May 6th marks the beginning of National Nurses Week, commemorating the crucial role of nurses in the healthcare system and raising awareness of the value of nursing. The week-long celebration ends on May 12th – the birthday of the founder of modern nursing, Florence Nightingale. Although perhaps the most well-known, Nightingale was not the only nursing pioneer that made history. The nurses below made significant changes to the field through their discoveries, compassion, dedication, and practice – together forging the profession of modern nursing.

Florence Nightingale (1820-1910)

One of the most famous names in nursing, Florence Nightingale was an English social reformer and founder of modern nursing. Florence Nightingale advocated for patient and human rights, established new standards in healthcare as well as the concept of holistic nursing. She began her career in Egypt, where she underwent her first formal nursing training, with further trainings in Germany and France. Nightingale went on to voluntarily serve as Superintendent at the Institute for the Care of Sick Gentlewomen in London before her most famous contribution came during the Crimean War. Upon reaching the British camps, where she was to tend to military victims, Nightingale discovered the horrific conditions for the wounded and began her reform. She improved sanitation procedures< > as more soldiers were dying from unhygienic conditions than wounds, and drastically improved the hospital survival rate. The focus of her career turned to extending health and survival rates, and she opened the very first nursing school, Nightingale Training School, in 1860.

Dorothea Dix (1802-1887)

A pioneer of mental health advocacy, Dorothea Dix helped to advance the specialty of psychiatric nursing in a time when the mentally ill were neglected. Dix initiated a statewide investigation of the living conditions of the mentally ill in Massachusetts, which revealed that patients were often locked up, abused, and subjected to nearly torturous treatments. Her discoveries led her to create a report of the egregious human rights violations she had witnessed. Dix presented the report to state legislature, thereby leading to the expansion and significant improvement of the state’s mental healthcare system. She performed similar investigations in New Hampshire, Louisiana, North Carolina and other states, increasing awareness across the southern United States and eventually, the entire country. Her work, qualifications as a caregiver, and extensive body of research resulted in the creation of asylums nationwide.

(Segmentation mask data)
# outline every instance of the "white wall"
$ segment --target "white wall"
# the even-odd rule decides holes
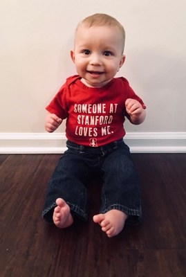
[[[0,1],[0,137],[45,132],[45,106],[69,75],[74,30],[104,12],[127,33],[120,71],[147,106],[146,121],[129,132],[185,132],[185,0]],[[64,124],[57,132],[64,132]]]

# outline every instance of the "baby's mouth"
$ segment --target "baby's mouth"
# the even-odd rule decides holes
[[[95,76],[100,75],[104,73],[104,72],[102,72],[102,71],[91,71],[89,70],[87,71],[87,72],[89,74],[91,74],[92,75],[95,75]]]

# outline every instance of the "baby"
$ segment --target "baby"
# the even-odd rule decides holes
[[[128,81],[115,78],[125,60],[125,33],[113,17],[95,14],[77,26],[71,51],[77,75],[66,80],[47,106],[45,128],[54,132],[66,118],[68,150],[48,184],[44,218],[59,228],[75,217],[87,220],[86,177],[101,172],[102,206],[93,221],[111,238],[125,222],[137,224],[142,211],[140,184],[124,121],[142,123],[145,105]]]

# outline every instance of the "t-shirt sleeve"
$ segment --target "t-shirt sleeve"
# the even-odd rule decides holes
[[[55,114],[62,119],[66,118],[68,116],[66,105],[66,87],[64,84],[50,104],[46,107],[46,109],[50,114]]]

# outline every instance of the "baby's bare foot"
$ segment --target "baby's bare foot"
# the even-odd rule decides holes
[[[111,238],[122,231],[127,217],[128,215],[126,213],[113,209],[106,213],[94,215],[93,221],[101,226],[102,230],[106,233],[109,238]]]
[[[54,209],[53,222],[58,228],[66,228],[72,225],[73,219],[69,206],[62,198],[56,200],[57,207]]]

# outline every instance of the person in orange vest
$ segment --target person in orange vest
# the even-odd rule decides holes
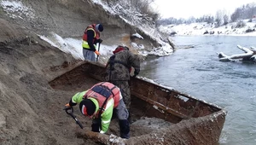
[[[93,119],[91,130],[106,133],[108,130],[113,113],[119,119],[120,137],[130,137],[129,113],[123,101],[120,90],[109,82],[101,82],[85,91],[75,94],[65,110],[73,109],[73,106],[79,104],[81,113]]]
[[[102,43],[100,38],[100,32],[103,32],[103,26],[102,24],[92,24],[87,26],[83,36],[83,55],[84,60],[96,61],[96,55],[100,55],[96,50],[96,44]]]

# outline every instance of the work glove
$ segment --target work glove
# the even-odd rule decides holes
[[[134,70],[134,75],[133,75],[132,77],[135,78],[136,76],[138,75],[139,72],[140,72],[140,70],[139,70],[139,69],[135,69],[135,70]]]
[[[100,52],[98,50],[94,51],[97,55],[100,55]]]
[[[72,110],[73,109],[73,107],[69,105],[69,103],[66,104],[65,107],[64,107],[64,109],[65,111],[68,111],[68,110]]]
[[[94,44],[96,44],[97,43],[102,44],[102,42],[103,42],[103,40],[101,39],[101,38],[99,38],[99,39],[96,39],[96,40],[94,42]]]
[[[100,38],[100,39],[98,40],[98,42],[99,42],[100,44],[102,44],[102,43],[103,42],[103,40]]]

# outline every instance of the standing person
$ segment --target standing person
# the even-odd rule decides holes
[[[93,119],[92,131],[106,133],[114,111],[119,119],[120,136],[130,137],[129,113],[119,87],[109,82],[98,83],[86,91],[75,94],[66,104],[65,110],[72,109],[77,103],[84,115]]]
[[[105,79],[118,86],[124,96],[124,102],[127,109],[131,105],[130,72],[131,67],[134,67],[134,76],[140,72],[140,60],[137,55],[132,54],[126,46],[118,46],[113,55],[107,63]]]
[[[82,43],[84,60],[96,61],[95,54],[100,55],[99,51],[96,49],[97,43],[102,43],[102,39],[100,38],[100,32],[103,32],[102,24],[92,24],[85,29]]]

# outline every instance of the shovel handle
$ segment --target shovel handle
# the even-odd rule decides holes
[[[70,110],[70,111],[69,111]],[[76,123],[80,126],[81,129],[84,128],[84,126],[82,125],[82,124],[80,123],[80,121],[76,118],[76,116],[73,113],[73,107],[71,107],[70,109],[66,109],[65,110],[66,113],[70,115],[75,121]]]

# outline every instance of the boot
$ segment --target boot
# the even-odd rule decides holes
[[[130,125],[128,119],[120,119],[119,120],[119,128],[120,128],[120,137],[121,138],[130,138]]]

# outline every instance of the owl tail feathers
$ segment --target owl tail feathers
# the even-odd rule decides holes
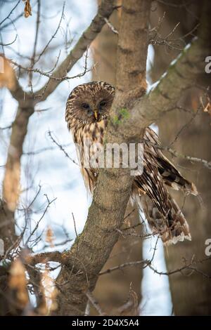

--- WORK ORDER ---
Continue the piece on nursing pioneers from its last sentence.

--- EXPECTED OUTPUT ---
Clara Barton (1821-1912)

Clara Barton’s work and dedication still affect millions today. At the start of her career, Barton organized and delivered medical supplies during the Civil War before moving on to treating wounded soldiers. She was so effective as a nurse that she was later put in charge of the Union hospitals. Barton spoke publicly about her wartime experiences, achieving nationwide recognition as the “Florence Nightingale of America”. After traveling to Europe and working with the Red Cross, she decided to bring the association back to America and was able to establish the American Red Cross  under the administration of President Chester Arthur. Her impact on healthcare can be felt today, as the Red Cross continues to assist victims of natural disasters around the United States.

Mary Eliza Mahoney (1845-1926)

Mary Eliza Mahoney began her groundbreaking nursing career as an untrained practical nurse and janitor at the New England Hospital for Women and Children. She was accepted into the hospital’s graduate nursing program, and graduated as one of the only three students to complete the course, making her the first African American in the U.S. to graduate from nursing school and work as a professional nurse. After graduation, she went on to work as a private care nurse before co-founding the National Association of Colored Graduate Nurses. Largely due to her efforts, the number of African American nurses doubled from 1910 to 1930. Mahoney made history by raising the status of nurses of color in the profession for decades to come.

Hazel Johnson-Brown (1927-2011)

Hazel Johnson-Brown made history as a nurse and educator serving in the United States Army for nearly three decades. Johnson enlisted in the Army in 1955, and began her career as a staff nurse in Japan. Throughout the 1960s, she trained surgical nurses on their way to Vietnam during the war. In 1979, she was serving as chief nurse of the Army hospital in Seoul, South Korea when she was promoted to brigadier general of the U.S. Army Nurse Corps, as the Army’s first African American female general. Her groundbreaking military nursing career paved the way for African American women serving in the military.

Not only did these pioneer nurses save countless lives and reform healthcare standards throughout their careers, but they also helped forge the path of modern nursing for the 4 million registered nurses practicing today. We’re wishing a very happy National Nurses Week to the awe-inspiring nurses dedicated to enhancing patient care each and every day.